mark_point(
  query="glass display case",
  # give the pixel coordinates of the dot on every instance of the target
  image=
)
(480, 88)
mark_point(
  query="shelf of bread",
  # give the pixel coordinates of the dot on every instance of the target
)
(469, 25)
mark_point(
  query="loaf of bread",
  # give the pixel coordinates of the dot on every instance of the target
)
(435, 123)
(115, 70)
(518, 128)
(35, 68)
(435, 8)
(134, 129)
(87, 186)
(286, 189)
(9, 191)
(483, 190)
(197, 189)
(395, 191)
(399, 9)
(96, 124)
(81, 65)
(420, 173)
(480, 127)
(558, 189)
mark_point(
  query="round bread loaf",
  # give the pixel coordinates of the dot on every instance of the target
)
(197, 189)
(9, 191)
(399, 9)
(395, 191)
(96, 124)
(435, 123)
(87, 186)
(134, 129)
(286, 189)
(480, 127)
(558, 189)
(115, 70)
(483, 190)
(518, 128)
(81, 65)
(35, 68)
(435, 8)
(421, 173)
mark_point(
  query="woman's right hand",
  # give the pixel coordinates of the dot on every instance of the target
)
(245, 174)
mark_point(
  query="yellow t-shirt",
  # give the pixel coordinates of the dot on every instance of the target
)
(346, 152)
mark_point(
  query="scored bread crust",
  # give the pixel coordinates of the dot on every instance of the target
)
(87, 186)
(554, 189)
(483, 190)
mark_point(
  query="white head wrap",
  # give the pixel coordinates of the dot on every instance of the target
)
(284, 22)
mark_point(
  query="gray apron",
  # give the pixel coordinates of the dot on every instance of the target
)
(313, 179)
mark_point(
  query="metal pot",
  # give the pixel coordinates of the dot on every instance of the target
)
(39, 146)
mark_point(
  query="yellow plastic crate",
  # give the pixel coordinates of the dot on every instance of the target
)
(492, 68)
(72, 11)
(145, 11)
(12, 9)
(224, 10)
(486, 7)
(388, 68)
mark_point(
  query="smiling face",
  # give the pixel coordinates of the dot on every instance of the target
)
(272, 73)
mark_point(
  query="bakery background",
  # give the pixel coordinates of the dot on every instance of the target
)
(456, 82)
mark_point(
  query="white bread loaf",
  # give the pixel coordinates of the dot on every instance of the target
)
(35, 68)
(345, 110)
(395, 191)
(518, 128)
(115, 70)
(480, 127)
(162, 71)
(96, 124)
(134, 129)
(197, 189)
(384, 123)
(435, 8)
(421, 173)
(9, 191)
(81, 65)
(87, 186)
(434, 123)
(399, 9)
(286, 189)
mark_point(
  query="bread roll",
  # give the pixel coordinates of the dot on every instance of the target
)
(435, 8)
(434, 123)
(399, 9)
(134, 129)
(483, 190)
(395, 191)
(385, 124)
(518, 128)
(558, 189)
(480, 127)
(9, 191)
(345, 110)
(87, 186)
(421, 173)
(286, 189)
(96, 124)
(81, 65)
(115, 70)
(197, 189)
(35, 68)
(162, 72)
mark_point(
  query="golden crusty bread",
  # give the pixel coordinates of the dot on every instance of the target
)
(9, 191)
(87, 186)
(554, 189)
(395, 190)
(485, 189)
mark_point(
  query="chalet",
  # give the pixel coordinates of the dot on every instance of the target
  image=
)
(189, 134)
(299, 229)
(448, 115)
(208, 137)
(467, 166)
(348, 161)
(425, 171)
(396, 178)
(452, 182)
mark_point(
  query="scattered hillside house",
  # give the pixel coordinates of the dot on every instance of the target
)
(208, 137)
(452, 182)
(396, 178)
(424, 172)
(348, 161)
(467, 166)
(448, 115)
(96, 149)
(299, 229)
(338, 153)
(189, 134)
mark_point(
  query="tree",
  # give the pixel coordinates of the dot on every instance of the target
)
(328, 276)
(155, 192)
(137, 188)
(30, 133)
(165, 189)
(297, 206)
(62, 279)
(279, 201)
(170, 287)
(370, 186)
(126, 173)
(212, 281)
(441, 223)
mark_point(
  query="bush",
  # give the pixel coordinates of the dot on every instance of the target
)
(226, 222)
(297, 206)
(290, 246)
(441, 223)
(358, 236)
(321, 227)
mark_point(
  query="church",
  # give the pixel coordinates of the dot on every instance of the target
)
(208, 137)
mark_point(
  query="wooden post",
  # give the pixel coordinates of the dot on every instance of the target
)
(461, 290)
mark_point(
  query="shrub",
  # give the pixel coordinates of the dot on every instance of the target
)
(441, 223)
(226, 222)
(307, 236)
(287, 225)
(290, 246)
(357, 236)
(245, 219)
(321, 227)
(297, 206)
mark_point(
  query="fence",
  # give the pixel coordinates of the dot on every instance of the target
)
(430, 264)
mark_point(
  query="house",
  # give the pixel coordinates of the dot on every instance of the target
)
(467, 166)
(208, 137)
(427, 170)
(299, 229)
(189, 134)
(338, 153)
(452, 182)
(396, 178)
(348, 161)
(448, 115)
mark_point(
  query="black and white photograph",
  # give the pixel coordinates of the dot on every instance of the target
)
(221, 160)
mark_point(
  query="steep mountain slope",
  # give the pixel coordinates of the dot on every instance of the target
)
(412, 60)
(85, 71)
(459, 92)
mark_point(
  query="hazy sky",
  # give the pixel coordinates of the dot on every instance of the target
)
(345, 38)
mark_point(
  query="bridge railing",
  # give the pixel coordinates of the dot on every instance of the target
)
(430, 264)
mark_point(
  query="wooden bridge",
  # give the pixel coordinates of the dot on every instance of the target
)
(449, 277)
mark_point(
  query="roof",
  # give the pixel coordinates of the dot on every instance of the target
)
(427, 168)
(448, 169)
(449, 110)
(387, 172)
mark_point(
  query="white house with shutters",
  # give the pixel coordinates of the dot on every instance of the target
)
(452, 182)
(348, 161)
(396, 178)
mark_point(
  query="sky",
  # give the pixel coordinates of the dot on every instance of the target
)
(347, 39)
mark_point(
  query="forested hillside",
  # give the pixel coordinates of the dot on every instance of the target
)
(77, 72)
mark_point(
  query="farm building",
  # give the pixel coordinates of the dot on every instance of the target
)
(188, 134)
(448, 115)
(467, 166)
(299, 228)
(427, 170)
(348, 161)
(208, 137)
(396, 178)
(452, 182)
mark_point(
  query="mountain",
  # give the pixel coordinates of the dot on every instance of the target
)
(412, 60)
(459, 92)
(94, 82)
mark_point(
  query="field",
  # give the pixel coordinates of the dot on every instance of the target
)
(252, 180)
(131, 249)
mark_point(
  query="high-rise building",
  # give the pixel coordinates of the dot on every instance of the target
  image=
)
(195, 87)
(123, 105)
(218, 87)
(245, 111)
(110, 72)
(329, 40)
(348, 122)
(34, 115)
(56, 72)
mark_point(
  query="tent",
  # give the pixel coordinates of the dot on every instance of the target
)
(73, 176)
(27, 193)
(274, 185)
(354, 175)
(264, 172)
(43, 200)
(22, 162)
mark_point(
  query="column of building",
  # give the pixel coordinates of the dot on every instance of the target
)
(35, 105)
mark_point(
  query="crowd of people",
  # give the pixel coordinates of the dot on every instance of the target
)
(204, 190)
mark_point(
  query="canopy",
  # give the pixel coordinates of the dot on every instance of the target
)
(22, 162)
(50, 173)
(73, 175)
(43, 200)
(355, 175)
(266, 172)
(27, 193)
*-*-*
» TASK STATEMENT:
Copy each line of the entries that includes the word "building".

» COMPLETED TASK:
  query="farm building",
  query="high-rise building",
  query="column of building",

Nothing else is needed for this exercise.